-- start of Text excerpt --
Suppose $L: \mathbb{R}^2 \longrightarrow \mathbb{R}^3$

$L[a,b] = [(3a-b),(a+b),(-a)]$ Find the matrix of $L$ with respect to standard bases in $\mathbb{R}^2$ and $\mathbb{R}^3$

Heres what I did For $\mathbb{R}^2$ I put $(1,0)$ and $(0,1)$ into the first two equations of $L[a,b]$ and got $L(v_1) = (3,1) = 3(1,0) + (0,1)$ $L(v_2) = (-1,1) = -(1,0) + (0,1)$

For $\mathbb{R}^3$ I put $(1,0,0)$, $(0,1,0)$ and $(0,0,1)$ into the equations and got $L(u_1) = (3,1,-1)$ $L(u_2) = (-1,1,0)$ $L(u_3) = (0,0,0)$

Am I putting the numbers into the equations correctly?


When you have a linear transformation with respect to a basis, that means one is the input and the other is the output and they are expressed coordinately.
-- end of Text excerpt --
-- start of Data extract --
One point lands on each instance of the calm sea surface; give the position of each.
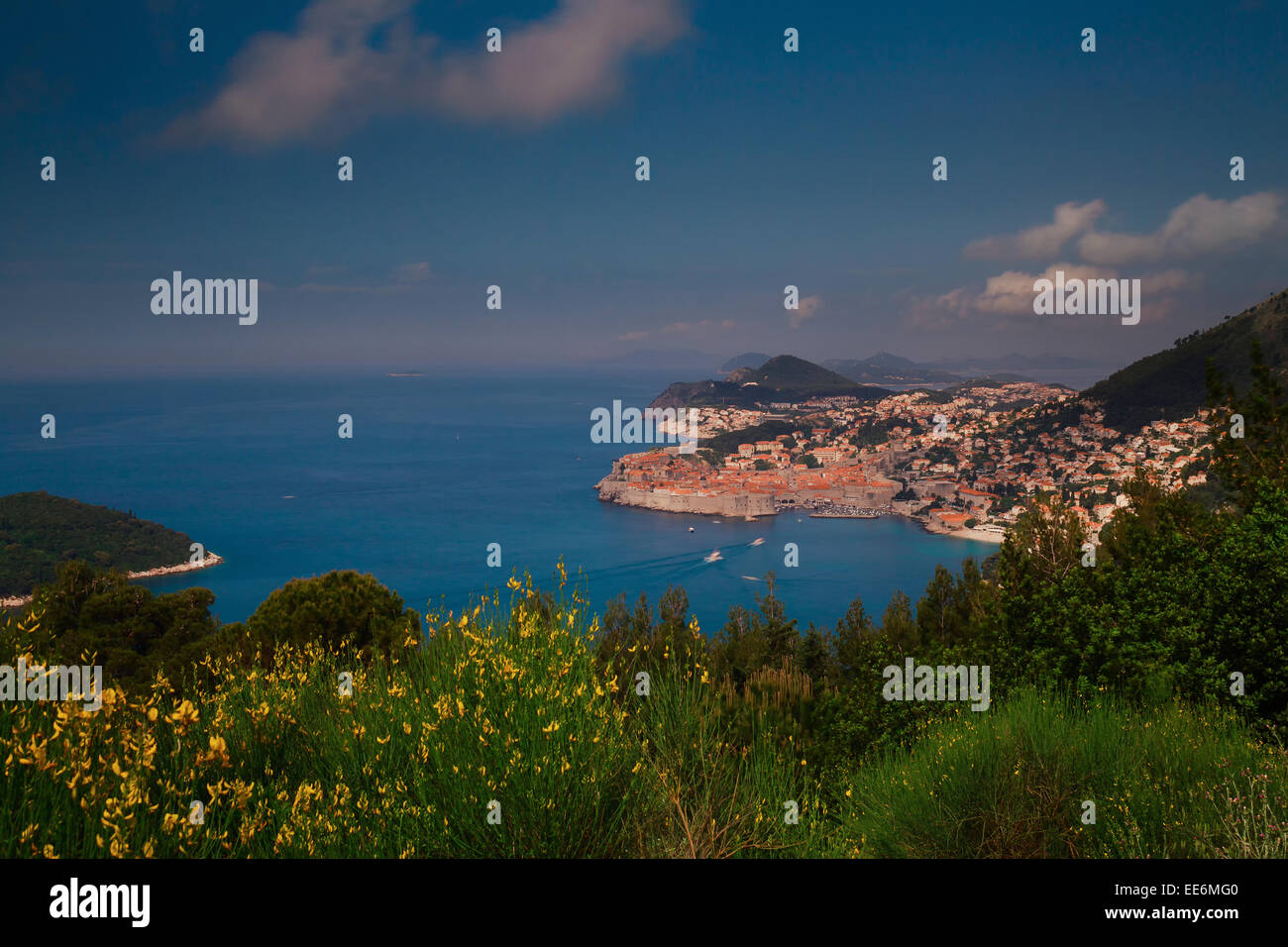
-- end of Data extract --
_Problems and tasks_.
[1] In the linear transformation post, which vectors did the poster put into the equations for $\mathbb{R}^3$?
[2] Switch "equations" to "formulas" in the linear transformation post, and give the passage again from the words "Heres what I" through "the equations correctly?".
[3] Carry on the post about finding the matrix of a linear transformation from the point where it stops.
The data has no connection to the linear transformation post.

_Per-task outputs_.
[1] $(1,0,0)$, $(0,1,0)$ and $(0,0,1)$

[2]
Heres what I did For $\mathbb{R}^2$ I put $(1,0)$ and $(0,1)$ into the first two formulas of $L[a,b]$ and got $L(v_1) = (3,1) = 3(1,0) + (0,1)$ $L(v_2) = (-1,1) = -(1,0) + (0,1)$

For $\mathbb{R}^3$ I put $(1,0,0)$, $(0,1,0)$ and $(0,0,1)$ into the formulas and got $L(u_1) = (3,1,-1)$ $L(u_2) = (-1,1,0)$ $L(u_3) = (0,0,0)$

Am I putting the numbers into the formulas correctly?

[3]
In this case, since $L$ takes a vector from $\mathbb{R}^2$ and maps it to $\mathbb{R}^3$, you want to express in general what happens to the vector. What's a good way to generalize this? By selecting a basis that spans the domain (that is $\mathbb{R}^2$), and the standard basis is the easiest.


$L(e_1) = (3, 1, -1) = 3\begin{bmatrix}1\\0\\0\end{bmatrix} + 1\begin{bmatrix}0\\1\\0\end{bmatrix} - 1\begin{bmatrix}0\\0\\1\end{bmatrix}$

$L(e_2)$ is therefore...?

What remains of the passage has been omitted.